===== PÁGINA =====

La falta de mi madre en el seno del hogar fue irreparable. Mi padré no volvió a casarse, permaneció viudo durante el lapso que sobrevivió a mi madre, que fue casi de cuarenta años. Asumiendo el difícil papel de padre-madre de una pequeña familia, se volvió notablemente más cariñoso, más accesible. Con calma y visión resolvía él todos los problemas de la familia. Después de sus horas de oficina se retiraba como un ermitaño a la celda de su cuarto, en una dulce serenidad, a la práctica de Kriya Yoga. Mucho después de la muerte de mi madre traté de contratar los servicios de una enfermera inglesa, para que atendiera los detalles de la casa, para hacer así la vida a mi padre más cómoda y llevadera. Pero mi padre movió la cabeza negativamente.
“Los servicios para mí han terminado con la partida de tu madre”. Sus ojos profundos tenían una intensa devoción a lo que toda su vida había amado. “Yo no aceptaré servicios de ninguna otra mujer”.
Catorce meses después de la partida de mi madre, supe que ella me había dejado, antes de partir, un mensaje. Ananta estuvo presente al lado de su lecho de muerte y había escrito sus últimas palabras para mí. Aun cuando ella había recomendado que se me comunicara esto al año de su muerte, mi hermano lo había demorado, y estando él próximo para abandonar Bareilly para ir a Calcuta a casarse con la muchacha que mi madre le había escogido 2, una noche me mandó llamar a su lado.
“Mukunda, he permanecido reacio a comunicarte un extraño mensaje -la voz de Ananta tenía un sello de resignación-; mi temor era el que sirviera de aguijón a tus deseos de abandonar el hogar. Pero, de cualquier manera, estás revestido de un fervor divino.

=====

ACCIONES REQUERIDAS →
1 – Según la página, ¿cuánto tiempo sobrevivió el padre a la madre?
2 – Reproduce de la página el pasaje comprendido entre "Catorce meses después" y "llamar a su lado.", ambos incluidos.

===== REGISTROS PROPORCIONADOS =====

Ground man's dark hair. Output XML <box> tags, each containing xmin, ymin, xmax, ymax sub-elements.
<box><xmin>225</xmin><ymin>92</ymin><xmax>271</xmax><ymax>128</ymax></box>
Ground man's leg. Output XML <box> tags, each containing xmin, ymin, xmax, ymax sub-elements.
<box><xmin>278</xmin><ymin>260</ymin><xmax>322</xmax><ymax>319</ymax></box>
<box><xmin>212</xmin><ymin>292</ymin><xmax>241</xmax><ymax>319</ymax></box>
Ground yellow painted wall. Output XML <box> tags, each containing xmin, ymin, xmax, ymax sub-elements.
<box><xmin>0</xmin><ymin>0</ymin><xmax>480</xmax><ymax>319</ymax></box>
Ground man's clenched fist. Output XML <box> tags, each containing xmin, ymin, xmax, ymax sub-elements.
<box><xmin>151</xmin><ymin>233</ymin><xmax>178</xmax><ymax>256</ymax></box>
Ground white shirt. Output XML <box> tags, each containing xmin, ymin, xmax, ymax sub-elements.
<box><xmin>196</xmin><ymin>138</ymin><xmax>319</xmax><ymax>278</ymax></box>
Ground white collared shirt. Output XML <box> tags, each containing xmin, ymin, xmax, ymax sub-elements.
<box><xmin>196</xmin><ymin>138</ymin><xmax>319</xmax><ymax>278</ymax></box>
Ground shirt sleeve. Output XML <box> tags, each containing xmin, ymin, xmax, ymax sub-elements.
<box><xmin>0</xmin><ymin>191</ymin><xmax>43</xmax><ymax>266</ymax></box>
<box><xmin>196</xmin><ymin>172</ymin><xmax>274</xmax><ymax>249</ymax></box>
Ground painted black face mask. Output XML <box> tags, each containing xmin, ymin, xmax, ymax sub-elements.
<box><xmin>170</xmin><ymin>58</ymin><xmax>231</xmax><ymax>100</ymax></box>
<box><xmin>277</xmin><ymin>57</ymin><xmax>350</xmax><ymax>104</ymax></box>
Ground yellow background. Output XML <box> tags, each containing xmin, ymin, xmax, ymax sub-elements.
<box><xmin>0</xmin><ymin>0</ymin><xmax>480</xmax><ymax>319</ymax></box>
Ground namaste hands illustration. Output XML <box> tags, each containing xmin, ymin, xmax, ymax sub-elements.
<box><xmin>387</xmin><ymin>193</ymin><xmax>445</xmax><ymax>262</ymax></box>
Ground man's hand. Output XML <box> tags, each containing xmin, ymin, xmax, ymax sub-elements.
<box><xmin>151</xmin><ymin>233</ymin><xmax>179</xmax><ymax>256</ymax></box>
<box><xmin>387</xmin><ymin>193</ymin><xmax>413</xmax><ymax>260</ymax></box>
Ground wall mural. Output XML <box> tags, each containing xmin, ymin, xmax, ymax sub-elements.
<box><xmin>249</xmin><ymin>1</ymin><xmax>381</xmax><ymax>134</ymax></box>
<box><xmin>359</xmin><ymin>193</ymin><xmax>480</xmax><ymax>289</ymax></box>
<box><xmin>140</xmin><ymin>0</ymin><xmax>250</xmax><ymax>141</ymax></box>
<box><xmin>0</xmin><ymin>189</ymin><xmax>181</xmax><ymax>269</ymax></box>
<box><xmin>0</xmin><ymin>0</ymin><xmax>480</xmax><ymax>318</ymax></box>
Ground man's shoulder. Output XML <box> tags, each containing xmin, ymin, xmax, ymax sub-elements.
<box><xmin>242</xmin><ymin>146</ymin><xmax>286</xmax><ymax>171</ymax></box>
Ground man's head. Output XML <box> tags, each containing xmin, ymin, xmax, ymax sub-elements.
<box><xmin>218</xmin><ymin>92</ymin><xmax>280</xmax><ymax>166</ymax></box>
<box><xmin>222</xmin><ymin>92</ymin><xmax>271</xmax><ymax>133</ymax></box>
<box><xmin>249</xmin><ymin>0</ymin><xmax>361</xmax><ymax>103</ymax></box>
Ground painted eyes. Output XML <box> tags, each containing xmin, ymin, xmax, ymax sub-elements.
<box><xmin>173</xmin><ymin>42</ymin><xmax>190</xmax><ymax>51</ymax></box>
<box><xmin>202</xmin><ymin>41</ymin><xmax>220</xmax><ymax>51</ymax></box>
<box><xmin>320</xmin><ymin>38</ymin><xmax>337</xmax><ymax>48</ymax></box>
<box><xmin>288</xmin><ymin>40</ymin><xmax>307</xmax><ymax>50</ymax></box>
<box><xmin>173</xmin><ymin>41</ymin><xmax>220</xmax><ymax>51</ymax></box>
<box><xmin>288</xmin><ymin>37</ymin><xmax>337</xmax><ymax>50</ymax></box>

=====

CONJUNTO DE SOLUCIONES →
1 – Casi cuarenta años.

2 –
Catorce meses después de la partida de mi madre, supe que ella me había dejado, antes de partir, un mensaje. Ananta estuvo presente al lado de su lecho de muerte y había escrito sus últimas palabras para mí. Aun cuando ella había recomendado que se me comunicara esto al año de su muerte, mi hermano lo había demorado, y estando él próximo para abandonar Bareilly para ir a Calcuta a casarse con la muchacha que mi madre le había escogido 2, una noche me mandó llamar a su lado.